[GOAL OF THE EXERCISE] Pull out every line in the material below that contains the word "cloud", copying each one in full.

[DATA PROVIDED]
----

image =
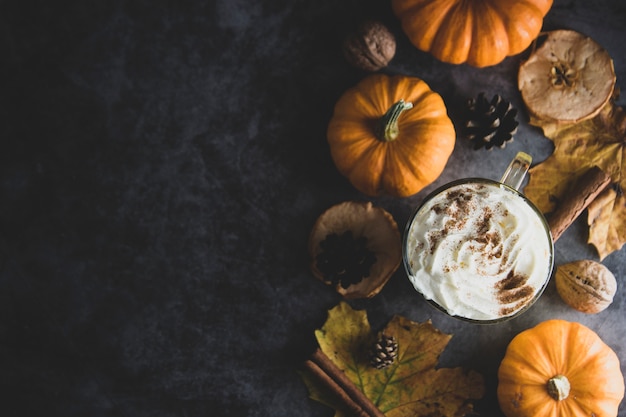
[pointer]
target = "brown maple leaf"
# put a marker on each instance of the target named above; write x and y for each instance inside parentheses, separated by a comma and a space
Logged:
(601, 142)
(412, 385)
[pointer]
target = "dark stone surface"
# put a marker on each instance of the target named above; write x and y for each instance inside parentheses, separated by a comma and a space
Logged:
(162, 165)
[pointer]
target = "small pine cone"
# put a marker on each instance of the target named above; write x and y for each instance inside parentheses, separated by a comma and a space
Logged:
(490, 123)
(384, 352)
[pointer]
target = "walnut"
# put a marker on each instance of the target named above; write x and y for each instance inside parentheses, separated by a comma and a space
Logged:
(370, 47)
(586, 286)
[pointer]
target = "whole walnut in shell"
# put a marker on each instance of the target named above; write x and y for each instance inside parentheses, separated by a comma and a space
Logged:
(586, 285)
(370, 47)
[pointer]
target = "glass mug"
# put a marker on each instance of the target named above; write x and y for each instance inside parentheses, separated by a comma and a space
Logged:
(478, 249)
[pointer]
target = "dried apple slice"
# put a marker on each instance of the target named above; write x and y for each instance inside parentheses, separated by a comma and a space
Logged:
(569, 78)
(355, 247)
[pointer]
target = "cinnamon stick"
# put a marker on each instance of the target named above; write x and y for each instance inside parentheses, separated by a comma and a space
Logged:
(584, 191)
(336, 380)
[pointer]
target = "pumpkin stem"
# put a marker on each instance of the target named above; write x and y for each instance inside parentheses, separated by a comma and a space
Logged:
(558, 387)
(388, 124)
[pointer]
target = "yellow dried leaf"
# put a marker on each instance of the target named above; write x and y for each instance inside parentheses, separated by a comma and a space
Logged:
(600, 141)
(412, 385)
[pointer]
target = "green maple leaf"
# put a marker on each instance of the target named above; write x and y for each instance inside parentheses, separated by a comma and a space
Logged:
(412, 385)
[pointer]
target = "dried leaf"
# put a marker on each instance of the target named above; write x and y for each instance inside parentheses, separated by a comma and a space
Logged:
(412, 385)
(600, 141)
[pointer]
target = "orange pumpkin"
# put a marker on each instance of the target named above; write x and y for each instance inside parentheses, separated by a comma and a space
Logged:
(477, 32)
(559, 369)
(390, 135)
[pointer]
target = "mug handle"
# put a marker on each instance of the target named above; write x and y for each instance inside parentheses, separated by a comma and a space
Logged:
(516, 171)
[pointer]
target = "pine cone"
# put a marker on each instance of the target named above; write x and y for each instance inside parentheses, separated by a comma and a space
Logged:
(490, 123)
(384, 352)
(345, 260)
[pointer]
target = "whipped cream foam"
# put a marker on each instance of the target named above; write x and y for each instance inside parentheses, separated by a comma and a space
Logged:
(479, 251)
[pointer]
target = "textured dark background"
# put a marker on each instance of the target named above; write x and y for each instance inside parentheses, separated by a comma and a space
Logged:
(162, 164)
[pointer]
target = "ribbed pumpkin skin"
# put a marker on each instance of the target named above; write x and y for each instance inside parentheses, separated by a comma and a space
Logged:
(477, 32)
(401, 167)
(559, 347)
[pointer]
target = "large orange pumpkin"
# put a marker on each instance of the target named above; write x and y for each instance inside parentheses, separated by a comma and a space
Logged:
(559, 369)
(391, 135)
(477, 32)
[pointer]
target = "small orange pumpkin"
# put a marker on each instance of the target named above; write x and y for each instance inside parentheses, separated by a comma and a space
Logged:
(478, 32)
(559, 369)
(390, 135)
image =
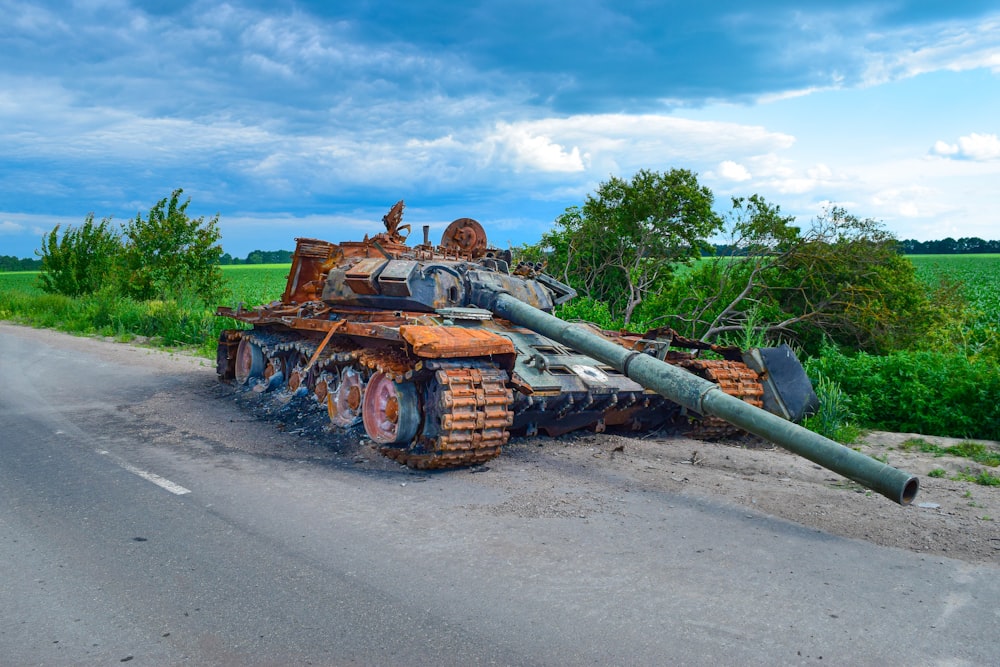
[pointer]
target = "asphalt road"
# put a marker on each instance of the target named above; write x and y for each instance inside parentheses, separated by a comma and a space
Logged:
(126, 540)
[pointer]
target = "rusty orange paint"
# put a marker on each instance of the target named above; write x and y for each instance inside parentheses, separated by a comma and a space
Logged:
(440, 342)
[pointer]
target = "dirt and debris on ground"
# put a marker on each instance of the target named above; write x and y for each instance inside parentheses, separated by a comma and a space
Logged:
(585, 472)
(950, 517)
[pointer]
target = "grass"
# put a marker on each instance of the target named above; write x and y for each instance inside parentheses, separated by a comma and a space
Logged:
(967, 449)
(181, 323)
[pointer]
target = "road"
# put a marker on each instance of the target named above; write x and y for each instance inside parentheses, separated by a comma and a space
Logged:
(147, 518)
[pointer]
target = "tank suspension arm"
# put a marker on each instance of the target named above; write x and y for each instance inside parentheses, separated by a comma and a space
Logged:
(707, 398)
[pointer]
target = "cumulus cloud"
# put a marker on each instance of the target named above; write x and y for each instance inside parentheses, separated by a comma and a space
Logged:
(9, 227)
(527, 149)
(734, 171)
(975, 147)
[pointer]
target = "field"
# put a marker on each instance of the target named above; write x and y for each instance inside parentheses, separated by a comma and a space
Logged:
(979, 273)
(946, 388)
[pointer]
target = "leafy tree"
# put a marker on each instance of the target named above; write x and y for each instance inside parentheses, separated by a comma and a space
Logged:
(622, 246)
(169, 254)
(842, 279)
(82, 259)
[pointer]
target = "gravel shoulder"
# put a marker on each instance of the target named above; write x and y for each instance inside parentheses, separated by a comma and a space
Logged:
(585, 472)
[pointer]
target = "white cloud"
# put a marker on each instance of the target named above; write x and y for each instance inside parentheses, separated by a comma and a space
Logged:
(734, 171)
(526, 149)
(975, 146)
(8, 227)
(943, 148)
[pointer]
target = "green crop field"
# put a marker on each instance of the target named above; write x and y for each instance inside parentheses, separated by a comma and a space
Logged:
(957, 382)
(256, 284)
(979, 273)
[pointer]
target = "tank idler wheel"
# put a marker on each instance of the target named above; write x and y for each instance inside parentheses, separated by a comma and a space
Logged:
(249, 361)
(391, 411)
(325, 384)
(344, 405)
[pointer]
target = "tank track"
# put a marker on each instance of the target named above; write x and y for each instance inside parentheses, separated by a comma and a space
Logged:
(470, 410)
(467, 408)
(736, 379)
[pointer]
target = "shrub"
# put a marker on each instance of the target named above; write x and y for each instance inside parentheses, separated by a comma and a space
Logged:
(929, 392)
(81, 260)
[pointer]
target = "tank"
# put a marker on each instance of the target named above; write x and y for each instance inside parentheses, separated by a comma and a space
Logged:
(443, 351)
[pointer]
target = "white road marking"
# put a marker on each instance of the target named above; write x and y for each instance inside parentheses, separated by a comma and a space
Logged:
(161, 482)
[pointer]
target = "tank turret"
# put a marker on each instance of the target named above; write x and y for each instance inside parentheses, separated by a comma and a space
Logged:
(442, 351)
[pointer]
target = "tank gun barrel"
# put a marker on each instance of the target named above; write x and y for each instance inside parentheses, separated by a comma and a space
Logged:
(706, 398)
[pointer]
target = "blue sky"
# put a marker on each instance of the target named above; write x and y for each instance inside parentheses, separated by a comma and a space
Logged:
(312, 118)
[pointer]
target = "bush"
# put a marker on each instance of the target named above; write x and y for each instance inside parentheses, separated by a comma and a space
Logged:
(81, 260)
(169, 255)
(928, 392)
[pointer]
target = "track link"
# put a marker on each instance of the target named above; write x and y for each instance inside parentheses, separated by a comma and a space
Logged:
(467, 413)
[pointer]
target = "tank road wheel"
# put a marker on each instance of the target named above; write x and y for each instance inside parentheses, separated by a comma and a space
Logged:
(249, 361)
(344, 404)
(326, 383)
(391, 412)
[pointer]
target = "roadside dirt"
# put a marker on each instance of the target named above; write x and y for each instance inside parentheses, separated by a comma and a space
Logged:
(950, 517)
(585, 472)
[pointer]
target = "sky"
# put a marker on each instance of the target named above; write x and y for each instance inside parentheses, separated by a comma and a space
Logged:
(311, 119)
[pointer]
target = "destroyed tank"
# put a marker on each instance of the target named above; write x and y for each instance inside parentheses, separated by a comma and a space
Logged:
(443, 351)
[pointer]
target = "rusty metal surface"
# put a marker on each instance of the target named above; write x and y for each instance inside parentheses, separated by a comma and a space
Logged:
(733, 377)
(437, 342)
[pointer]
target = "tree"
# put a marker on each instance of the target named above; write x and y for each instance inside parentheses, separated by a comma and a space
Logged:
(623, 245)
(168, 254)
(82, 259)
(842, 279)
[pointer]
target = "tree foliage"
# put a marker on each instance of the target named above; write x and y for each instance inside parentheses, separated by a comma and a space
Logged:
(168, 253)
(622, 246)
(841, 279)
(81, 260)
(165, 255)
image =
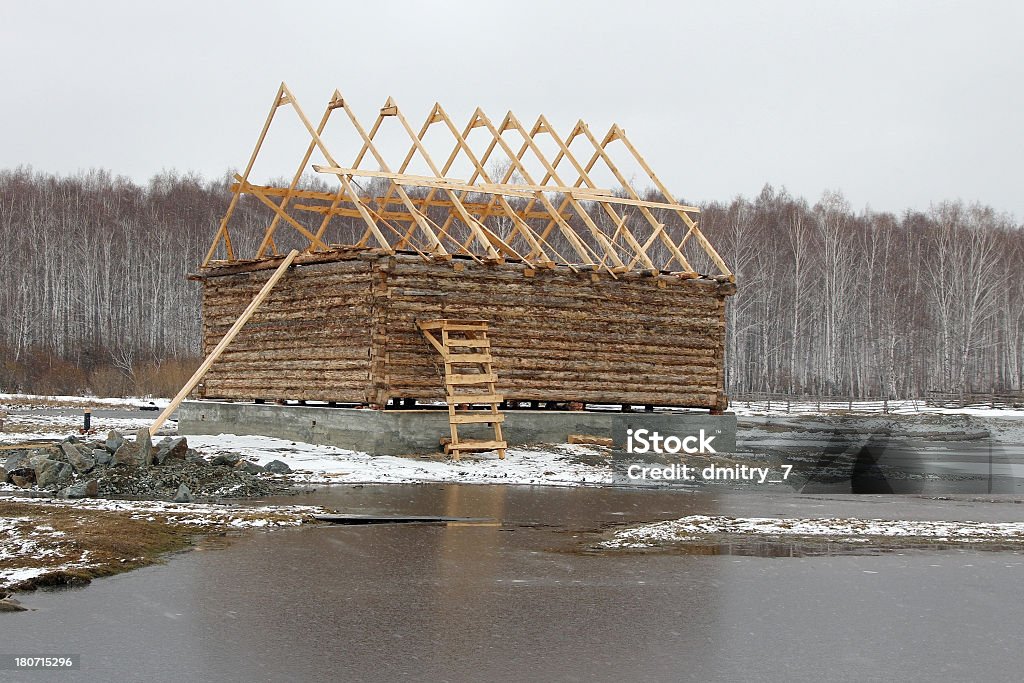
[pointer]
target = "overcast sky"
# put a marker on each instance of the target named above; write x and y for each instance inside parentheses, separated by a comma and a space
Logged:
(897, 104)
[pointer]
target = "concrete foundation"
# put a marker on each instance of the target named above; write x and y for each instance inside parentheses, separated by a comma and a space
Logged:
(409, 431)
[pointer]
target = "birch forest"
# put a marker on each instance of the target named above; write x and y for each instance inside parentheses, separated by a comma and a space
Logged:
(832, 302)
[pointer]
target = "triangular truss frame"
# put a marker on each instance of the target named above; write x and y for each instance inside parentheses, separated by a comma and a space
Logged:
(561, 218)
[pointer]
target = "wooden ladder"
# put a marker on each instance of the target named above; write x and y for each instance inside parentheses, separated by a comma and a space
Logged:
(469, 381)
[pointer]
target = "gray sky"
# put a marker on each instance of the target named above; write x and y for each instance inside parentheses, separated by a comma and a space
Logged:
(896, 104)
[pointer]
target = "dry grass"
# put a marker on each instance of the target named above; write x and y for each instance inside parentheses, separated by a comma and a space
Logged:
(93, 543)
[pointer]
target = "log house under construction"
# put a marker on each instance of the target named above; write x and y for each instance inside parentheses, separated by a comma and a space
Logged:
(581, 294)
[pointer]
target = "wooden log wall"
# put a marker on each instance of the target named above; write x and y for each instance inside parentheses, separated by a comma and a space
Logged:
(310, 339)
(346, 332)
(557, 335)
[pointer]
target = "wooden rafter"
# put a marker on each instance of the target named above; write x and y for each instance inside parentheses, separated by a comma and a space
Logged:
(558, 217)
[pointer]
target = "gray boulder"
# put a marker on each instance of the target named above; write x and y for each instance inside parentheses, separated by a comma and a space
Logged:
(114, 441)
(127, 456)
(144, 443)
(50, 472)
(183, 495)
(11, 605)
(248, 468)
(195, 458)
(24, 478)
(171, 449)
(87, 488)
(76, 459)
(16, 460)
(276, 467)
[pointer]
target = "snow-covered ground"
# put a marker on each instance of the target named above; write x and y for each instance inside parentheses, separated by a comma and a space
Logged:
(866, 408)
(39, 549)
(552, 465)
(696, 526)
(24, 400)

----

[OUTPUT FOR THIS EXERCISE]
target = "cumulus cloud"
target = "white cloud"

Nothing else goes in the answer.